**Selection:**

** start **

Foos also claimed to have both caused and witnessed a murder, flushing a drug dealer's product down the toilet in secret, which led the dealer to kill his girlfriend. Talese tried to run this story down, but the police couldn't confirm a Jane Doe that matched the dates and places, calling into question the Foos's reliability. When Foos's first wife died of Lupus, he remarried, and his second wife was also a voyeur, and the couple bought and outfitted a second motel for surveillance.

Foos is a bizarre and fascinating character. He considers his own spying to be harmless, but rails at state surveillance, lauding Snowden as a heroic whistleblower and deploring the NSA's mass surveillance. He eventually released Talese from his confidentiality agreement, believing that the statute of limitations had run out on his last act of spying (he was forced to quit in 1995, when arthritis made it too difficult for him to ascend to his surveillance attic).

Talese is publishing a book about this in June, which includes excerpts from Foos's journal which his publisher, Grove Press, has paid Foos for.

** end **

**Exercise instructions:**
a) Quote the Foos excerpt between "Foos is a bizarre" and "his surveillance attic).", inclusive.
b) According to the Foos excerpt, what forced Foos to quit spying in 1995?
c) Turn the paragraph of the Foos excerpt that begins "Foos is a bizarre and fascinating character" into a short bulleted list that keeps its main facts.

**Record extracts:**
** start **

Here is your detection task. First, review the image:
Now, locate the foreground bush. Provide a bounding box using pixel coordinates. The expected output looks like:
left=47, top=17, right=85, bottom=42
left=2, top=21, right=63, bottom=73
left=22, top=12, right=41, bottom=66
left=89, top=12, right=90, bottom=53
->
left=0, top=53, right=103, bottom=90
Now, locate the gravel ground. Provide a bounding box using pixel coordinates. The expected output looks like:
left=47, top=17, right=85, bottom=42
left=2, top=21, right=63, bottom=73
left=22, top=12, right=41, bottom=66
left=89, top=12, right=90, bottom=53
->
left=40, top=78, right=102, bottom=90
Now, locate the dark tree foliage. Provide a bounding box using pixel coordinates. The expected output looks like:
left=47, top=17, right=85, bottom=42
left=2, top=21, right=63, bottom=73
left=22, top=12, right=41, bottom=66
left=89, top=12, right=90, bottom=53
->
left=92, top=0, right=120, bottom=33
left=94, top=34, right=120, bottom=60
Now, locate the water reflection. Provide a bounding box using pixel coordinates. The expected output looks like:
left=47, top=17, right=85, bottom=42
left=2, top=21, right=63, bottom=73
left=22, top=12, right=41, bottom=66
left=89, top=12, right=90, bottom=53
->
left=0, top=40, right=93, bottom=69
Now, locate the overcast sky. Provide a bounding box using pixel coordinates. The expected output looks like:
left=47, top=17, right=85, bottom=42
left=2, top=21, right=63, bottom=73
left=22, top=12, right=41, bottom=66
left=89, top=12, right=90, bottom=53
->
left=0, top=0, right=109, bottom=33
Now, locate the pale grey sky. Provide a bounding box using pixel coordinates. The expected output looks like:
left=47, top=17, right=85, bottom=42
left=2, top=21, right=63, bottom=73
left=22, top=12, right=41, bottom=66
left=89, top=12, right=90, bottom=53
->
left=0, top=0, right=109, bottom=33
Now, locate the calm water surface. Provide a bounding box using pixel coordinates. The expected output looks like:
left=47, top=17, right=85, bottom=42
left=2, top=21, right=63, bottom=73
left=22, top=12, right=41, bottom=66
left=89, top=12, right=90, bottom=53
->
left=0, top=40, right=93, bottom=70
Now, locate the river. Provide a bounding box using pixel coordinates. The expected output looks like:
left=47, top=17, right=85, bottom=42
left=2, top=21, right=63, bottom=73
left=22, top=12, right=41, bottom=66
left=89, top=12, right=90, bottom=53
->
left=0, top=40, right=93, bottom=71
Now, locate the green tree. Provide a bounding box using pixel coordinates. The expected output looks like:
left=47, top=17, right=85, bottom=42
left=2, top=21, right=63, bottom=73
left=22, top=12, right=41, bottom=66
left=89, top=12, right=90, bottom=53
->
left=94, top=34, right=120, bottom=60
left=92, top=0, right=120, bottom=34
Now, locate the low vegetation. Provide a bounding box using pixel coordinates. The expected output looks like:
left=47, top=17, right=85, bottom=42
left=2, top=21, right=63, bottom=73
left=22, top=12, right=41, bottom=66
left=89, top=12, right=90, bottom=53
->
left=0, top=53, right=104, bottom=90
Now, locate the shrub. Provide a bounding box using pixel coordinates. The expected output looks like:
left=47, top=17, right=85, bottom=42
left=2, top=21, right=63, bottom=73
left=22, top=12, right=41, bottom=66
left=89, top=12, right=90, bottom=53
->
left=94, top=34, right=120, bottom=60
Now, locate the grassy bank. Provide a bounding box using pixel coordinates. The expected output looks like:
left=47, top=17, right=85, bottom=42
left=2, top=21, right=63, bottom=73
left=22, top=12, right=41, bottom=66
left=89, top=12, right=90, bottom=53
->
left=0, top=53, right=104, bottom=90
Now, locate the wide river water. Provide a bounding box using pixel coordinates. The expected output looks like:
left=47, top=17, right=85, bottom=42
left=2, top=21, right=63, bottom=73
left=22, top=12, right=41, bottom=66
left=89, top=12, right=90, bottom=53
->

** end **

**Responses by task:**
a)
Foos is a bizarre and fascinating character. He considers his own spying to be harmless, but rails at state surveillance, lauding Snowden as a heroic whistleblower and deploring the NSA's mass surveillance. He eventually released Talese from his confidentiality agreement, believing that the statute of limitations had run out on his last act of spying (he was forced to quit in 1995, when arthritis made it too difficult for him to ascend to his surveillance attic).

b) Arthritis made it too difficult for him to climb up to his surveillance attic.

c)
- Foos is a bizarre and fascinating character.
- He considers his own spying harmless but rails against state surveillance.
- He praises Snowden as a heroic whistleblower and deplores the NSA's mass surveillance.
- He released Talese from their confidentiality agreement, believing the statute of limitations had run out on his last act of spying.
- He was forced to quit in 1995 because arthritis made it too hard to climb to his surveillance attic.